REQUIREMENT 1
Answer these questions using the essay on Roberto Bolaño, putting each answer on its own line with the same letter:
(a) What is the title of the author's first novel?
(b) In which city did Enrique Martín come to a sad end?
(c) Who is named as Bolaño's alter ego?
REQUIREMENT 2
Name every question that, according to the essay on Roberto Bolaño, Patrick Modiano's novels keep returning to.
REQUIREMENT 3
Continue the essay on Roberto Bolaño from the point where it ends.

::: PAGE EXCERPT

A Spaniard, a Frenchman, and Several Dead Russians: What I Owe Roberto Bolaño
Chris Power on the Deep, Dark Influences Behind His Debut Novel
On the first page of notes I took for what would become my first novel, A Lonely Man, I wrote two names in the margin. One was Patrick Modiano, the other Enrique Martín. One is a Nobel laureate, a writer of hypnotic, existential detective novels that return obsessively to questions of identity, betrayal, deception and memory. The other was a failed Spanish poet turned paranormal investigator who came to a sad end in the rooms behind a bookstore in Barcelona.
There’s an even more fundamental difference between these two men than their career trajectories. It’s possible, with a little bit of luck, to run into Modiano on a Paris street, but Martín, the Spanish failure, could only ever be found in the pages of a book by Roberto Bolaño. The story which has his name as its title, one of several featuring Bolaño’s alter ego, Arturo Belano, describes an on-off relationship between Belano and Martín spanning several years. It was this aspect of the story—the men aren’t frenemies exactly, more enemies that might, had the chips fallen only somewhat differently, have been friends—that I was thinking about when I wrote down its title on that notebook page. But also there was the atmosphere the story, read several years before, had left in my memory: a residue of uncertainty, paranoia, and ill-defined threat.

::::::
::: RECORDED DATA

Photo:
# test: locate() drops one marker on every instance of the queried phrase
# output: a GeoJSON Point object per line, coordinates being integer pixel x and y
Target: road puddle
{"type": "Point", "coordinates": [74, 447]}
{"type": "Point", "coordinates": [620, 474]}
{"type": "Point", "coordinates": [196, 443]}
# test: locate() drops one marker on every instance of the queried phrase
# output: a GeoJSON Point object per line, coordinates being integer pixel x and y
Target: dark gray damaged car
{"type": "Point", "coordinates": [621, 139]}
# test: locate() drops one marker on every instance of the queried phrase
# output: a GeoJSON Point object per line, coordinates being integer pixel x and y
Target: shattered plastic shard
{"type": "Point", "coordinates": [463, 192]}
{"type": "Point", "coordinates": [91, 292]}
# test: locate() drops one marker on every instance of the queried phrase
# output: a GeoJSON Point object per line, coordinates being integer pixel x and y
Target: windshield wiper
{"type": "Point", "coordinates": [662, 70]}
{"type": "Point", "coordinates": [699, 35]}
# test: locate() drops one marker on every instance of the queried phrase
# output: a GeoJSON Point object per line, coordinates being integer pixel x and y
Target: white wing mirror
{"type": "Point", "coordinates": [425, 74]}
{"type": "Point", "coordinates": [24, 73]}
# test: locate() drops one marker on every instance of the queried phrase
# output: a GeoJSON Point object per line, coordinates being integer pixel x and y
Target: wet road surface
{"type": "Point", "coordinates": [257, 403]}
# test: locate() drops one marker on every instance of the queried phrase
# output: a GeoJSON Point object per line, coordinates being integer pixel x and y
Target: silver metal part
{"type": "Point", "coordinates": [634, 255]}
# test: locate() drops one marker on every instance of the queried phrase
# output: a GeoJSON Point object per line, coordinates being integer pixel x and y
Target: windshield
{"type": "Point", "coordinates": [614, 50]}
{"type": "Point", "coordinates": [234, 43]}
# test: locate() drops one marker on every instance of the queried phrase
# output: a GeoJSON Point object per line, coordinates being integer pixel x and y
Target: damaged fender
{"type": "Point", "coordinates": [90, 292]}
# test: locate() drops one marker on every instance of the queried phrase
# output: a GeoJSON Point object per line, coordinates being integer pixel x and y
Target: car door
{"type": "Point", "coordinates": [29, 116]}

::::::

WRITTEN RESPONSE 1
(a) A Lonely Man
(b) Barcelona
(c) Arturo Belano

WRITTEN RESPONSE 2
Identity, betrayal, deception, memory

WRITTEN RESPONSE 3
In fact, as I discovered when I went back to Bolaño’s story after finishing my book, it unfolds with a beautiful mixture of melancholy and wry humor. Consider this summary of a dinner-party conversation:
That night, or at one of the other four dinners, the conversation turned to children… Predictably, the others all wanted to have children, and I, predictably, didn’t, and in the end, of the four who were present at that dinner, I am the only one who has a child. Life is mysterious, as well as vulgar.
The two central characters of my novel, Robert and Patrick (no prizes for how I chose their names) are writers who meet in Berlin. One is a ghostwriter who’s been working for a Russian oligarch who has recently killed himself—according to the coroner’s verdict—or been murdered—according to Patrick. The other is a fiction writer who is long past deadline with a non-starting novel.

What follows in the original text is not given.